◆ Work to complete ◆
A. In the sushi restaurant blog post, how long is the wait before the table is ready?
B. Pick up the sushi restaurant blog post after its last sentence and keep writing it.

◆ Page excerpt ◆
● ● ● ● ●

Monday, March 13, 2006

Om Ah Hum

Isn't poetry wonderful?

Friday evening. M and I are at this upmarket, 'happening' sushi restaurant. We have a reservation, but there's still a fifteen minute wait before our table will be ready. We slip down to the bar / lounge to wait.

The trouble is, I can't STAND lounges. My reaction to them is immediate and visceral - it's the sensation of something clenching up inside me, like every inch of my being were trying desperately to withdraw into the cocoon of itself. It makes me wish I really were a turtle and had a shell to be safe under.

It's the noise mostly. The mindlessness of the music thumping away in the background, the shrill cacophony of high-pitched female voices squealing and laughing all around me, the endless inanity of conversations that seem to consist entirely of exclamation marks. The ridiculous idea that being in a room where the noise levels are so high that you have to shout to be heard by the person next to you could be construed as being 'social', as though all that civilisation came down to was this herd instinct, this incapacity to deal with any idea not immediately accessible to the meanest intelligence.

● ● ● ● ●

◆ Stored rows ◆
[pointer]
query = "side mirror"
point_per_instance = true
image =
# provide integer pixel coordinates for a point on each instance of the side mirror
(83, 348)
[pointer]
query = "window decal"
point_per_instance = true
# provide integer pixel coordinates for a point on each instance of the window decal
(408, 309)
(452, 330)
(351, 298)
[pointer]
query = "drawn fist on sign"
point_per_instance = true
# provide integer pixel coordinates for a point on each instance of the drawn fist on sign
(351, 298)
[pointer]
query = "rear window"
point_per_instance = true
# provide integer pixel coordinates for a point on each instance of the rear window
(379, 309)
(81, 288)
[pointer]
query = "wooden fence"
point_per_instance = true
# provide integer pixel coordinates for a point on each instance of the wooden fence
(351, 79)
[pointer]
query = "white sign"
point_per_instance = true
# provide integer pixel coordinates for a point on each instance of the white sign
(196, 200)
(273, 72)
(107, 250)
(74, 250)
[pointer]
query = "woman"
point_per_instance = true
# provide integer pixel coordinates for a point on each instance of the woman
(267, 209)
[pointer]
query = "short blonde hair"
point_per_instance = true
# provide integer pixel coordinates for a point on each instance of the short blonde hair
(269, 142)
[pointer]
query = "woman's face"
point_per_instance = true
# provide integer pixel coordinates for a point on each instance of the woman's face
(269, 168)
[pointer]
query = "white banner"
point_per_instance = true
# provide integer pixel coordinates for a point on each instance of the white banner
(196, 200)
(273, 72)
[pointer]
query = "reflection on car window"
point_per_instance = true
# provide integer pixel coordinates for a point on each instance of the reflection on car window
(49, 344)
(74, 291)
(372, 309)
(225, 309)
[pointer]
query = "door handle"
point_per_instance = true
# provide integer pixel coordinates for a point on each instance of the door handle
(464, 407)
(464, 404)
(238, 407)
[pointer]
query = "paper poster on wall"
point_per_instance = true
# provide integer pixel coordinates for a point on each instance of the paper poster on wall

● ● ● ● ●

◆ Answers to the problems ◆
A. Fifteen minutes.

B.
Plus there's the claustrophobia of course. The dense, dark space, the haze of smoke, the constant jostling as people push past you. It's always amazed me that a group of people who are so protective of their private space on mass transit systems that they sometimes prefer standing to taking an empty middle seat, would willingly choose to pack themselves into this intensely uncomfortable environment like sardines, and actually seem to enjoy it.

At any rate, as M sidles off to the bar to get herself a drink (by this point I'm incapable of swallowing at all, so that a drink is clearly impossible) I can feel the nausea rising within me, I feel choked, my hands are clenched into fists, every muscle in my body has grown taut with tension. I shut my eyes and try taking deep breaths. That helps.

Then, just to take my mind off my surroundings, I try reciting poetry to myself. Eliot first. The first part of Ash Wednesday. Because I cannot drink / There where trees flower and springs flow, for there is nothing again. And then, more fittingly, Browning.

"As for Venice and her people, merely born to bloom and drop
Here on earth they bore their fruitage, mirth and folly were the crop
What of soul was left, I wonder, when the kissing had to stop

'Dust and Ashes'! So you creak it, and I want the heart to scold
Dear dead women, with such hair to, what's become of all the gold
Used to hang and brush their bosoms? I feel chilly and grown old"
.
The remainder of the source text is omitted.